Stored items -
────────────────

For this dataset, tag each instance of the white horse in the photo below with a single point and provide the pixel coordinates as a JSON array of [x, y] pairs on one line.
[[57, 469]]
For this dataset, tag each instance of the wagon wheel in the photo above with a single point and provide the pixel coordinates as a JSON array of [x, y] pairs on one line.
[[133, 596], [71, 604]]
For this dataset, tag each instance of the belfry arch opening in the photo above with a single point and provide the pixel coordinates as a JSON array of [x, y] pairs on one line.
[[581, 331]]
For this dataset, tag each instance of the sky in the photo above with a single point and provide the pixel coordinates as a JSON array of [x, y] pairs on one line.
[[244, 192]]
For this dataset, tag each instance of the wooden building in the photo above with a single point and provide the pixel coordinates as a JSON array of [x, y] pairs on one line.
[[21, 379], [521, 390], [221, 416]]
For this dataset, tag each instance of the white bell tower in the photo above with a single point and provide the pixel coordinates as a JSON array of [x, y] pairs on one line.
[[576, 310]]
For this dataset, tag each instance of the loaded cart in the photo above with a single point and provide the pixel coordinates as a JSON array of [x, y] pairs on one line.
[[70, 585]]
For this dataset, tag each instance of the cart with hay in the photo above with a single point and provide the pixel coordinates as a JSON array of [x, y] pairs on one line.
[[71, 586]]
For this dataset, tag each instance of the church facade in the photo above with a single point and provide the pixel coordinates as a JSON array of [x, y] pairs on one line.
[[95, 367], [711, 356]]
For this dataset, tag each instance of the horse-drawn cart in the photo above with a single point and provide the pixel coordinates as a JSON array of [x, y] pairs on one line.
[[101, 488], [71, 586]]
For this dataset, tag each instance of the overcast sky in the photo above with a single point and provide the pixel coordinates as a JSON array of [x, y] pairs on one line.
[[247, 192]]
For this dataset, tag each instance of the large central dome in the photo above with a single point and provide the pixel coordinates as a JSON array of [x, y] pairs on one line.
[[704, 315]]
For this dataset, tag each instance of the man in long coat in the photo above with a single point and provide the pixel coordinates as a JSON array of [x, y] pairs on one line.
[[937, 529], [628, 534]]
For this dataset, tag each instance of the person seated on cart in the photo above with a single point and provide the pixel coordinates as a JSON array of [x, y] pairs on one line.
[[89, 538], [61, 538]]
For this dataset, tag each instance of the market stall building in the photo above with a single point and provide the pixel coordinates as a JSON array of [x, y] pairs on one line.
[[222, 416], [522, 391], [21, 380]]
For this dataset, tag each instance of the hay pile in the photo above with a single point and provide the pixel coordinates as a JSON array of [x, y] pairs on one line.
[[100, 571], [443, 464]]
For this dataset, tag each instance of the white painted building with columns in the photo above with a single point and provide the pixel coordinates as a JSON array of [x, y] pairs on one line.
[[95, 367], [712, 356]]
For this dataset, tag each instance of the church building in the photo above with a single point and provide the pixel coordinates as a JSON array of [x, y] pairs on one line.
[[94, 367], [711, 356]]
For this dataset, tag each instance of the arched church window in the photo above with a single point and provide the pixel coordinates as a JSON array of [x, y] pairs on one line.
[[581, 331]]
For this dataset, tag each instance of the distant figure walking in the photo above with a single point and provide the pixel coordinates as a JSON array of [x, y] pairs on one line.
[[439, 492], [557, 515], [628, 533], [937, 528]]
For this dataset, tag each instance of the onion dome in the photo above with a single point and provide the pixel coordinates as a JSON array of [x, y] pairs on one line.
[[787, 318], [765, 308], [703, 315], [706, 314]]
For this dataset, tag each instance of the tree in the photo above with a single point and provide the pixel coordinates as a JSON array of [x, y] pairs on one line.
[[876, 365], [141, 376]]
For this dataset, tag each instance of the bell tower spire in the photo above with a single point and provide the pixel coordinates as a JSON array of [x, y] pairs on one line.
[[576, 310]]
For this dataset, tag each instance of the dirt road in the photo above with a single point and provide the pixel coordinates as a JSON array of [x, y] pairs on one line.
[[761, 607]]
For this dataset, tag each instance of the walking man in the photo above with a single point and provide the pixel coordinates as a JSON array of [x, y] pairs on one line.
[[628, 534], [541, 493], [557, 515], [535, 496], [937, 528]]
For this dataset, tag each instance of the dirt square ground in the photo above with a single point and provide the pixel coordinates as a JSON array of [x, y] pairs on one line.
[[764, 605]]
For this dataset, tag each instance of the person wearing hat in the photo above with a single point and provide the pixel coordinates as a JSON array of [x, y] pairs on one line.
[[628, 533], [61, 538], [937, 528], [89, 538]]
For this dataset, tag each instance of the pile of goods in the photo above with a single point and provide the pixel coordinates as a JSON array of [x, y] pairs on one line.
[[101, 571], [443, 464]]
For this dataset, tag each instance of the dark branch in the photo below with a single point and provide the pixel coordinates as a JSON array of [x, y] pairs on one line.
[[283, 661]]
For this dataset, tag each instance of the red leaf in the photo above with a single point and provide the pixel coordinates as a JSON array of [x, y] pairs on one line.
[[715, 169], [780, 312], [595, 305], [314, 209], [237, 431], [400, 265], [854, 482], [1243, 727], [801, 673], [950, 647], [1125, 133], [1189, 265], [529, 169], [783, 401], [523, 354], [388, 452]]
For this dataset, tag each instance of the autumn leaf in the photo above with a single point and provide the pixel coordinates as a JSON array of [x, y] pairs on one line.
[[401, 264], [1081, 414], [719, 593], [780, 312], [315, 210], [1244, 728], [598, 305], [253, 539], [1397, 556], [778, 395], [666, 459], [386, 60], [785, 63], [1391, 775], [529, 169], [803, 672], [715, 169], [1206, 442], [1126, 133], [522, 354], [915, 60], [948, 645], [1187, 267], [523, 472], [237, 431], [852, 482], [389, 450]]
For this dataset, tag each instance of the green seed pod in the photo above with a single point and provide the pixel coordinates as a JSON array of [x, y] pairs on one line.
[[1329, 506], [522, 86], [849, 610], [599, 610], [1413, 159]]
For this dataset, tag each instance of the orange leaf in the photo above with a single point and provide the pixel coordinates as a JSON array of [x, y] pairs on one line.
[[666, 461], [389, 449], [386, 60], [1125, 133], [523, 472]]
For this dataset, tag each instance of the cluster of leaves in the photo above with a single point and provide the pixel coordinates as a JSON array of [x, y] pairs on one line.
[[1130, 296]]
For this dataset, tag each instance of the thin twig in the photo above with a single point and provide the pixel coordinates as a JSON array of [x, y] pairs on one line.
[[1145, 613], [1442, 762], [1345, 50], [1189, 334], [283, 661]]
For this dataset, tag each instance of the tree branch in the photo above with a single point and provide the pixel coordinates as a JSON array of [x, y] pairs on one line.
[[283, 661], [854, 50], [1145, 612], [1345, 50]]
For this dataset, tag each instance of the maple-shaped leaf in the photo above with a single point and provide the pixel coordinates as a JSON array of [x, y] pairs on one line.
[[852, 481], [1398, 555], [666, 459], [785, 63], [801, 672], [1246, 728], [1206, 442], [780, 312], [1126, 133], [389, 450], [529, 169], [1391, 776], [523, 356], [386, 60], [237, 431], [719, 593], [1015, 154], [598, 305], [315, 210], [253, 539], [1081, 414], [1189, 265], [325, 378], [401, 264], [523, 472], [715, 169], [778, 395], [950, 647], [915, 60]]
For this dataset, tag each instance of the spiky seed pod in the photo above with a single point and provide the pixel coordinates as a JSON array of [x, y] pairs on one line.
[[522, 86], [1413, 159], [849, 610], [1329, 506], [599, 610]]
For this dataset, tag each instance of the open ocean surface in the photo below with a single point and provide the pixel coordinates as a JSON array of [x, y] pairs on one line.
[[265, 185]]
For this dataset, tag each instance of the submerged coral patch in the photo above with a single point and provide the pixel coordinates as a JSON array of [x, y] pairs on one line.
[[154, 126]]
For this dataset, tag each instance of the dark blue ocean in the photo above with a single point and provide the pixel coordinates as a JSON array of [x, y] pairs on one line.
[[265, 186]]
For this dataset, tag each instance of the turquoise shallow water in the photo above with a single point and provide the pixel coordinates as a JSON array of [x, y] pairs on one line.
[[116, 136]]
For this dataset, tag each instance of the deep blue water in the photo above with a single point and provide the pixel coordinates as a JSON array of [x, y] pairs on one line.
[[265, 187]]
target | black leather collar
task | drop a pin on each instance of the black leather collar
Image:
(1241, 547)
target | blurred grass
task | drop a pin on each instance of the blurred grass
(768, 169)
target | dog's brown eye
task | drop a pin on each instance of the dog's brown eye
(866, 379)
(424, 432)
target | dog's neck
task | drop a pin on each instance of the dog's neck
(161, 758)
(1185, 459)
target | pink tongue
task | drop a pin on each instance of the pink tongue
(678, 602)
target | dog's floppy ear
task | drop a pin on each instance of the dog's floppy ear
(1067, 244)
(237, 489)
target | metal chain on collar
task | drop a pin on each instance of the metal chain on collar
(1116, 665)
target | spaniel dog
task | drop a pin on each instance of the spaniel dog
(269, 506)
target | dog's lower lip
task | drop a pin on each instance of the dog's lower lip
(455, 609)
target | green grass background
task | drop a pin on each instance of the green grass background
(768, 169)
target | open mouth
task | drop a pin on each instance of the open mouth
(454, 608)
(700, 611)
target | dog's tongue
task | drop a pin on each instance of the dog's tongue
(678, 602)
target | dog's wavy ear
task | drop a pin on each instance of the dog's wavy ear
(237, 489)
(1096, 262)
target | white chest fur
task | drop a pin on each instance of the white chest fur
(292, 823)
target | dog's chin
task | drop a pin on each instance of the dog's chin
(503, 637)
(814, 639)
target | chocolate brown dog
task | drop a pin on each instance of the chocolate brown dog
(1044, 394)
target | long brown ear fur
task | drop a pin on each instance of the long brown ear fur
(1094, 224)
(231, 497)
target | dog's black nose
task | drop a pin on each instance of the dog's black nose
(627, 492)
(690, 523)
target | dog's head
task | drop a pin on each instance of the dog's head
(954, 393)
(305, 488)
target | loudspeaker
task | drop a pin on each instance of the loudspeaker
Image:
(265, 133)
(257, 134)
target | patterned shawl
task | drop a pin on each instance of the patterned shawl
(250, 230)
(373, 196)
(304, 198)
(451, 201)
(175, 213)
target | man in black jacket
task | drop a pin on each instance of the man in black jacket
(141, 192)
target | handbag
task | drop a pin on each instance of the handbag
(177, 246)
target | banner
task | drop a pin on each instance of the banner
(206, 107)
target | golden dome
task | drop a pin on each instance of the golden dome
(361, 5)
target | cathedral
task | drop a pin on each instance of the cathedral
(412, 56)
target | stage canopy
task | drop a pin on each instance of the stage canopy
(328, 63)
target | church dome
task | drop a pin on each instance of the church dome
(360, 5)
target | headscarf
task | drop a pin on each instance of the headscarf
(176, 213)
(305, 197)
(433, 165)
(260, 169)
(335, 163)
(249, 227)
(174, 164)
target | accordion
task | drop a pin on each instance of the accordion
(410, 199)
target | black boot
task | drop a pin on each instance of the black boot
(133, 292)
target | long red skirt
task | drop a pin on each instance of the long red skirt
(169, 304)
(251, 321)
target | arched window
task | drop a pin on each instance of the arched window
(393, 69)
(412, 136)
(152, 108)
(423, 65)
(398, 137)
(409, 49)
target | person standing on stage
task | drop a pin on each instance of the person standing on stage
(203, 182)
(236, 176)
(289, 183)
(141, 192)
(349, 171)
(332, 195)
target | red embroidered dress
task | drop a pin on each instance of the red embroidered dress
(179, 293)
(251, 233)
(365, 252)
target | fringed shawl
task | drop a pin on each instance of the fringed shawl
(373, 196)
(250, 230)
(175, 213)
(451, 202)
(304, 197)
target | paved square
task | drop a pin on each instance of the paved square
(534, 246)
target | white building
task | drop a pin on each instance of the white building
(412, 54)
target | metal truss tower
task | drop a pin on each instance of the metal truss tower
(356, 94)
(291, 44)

────────────────

EXERCISE OBJECTIVE - Return each line from the entries above that includes "loudspeaker".

ANSWER TO THE PROBLEM -
target | loudspeaker
task | drop a pin on each instance of the loudspeaker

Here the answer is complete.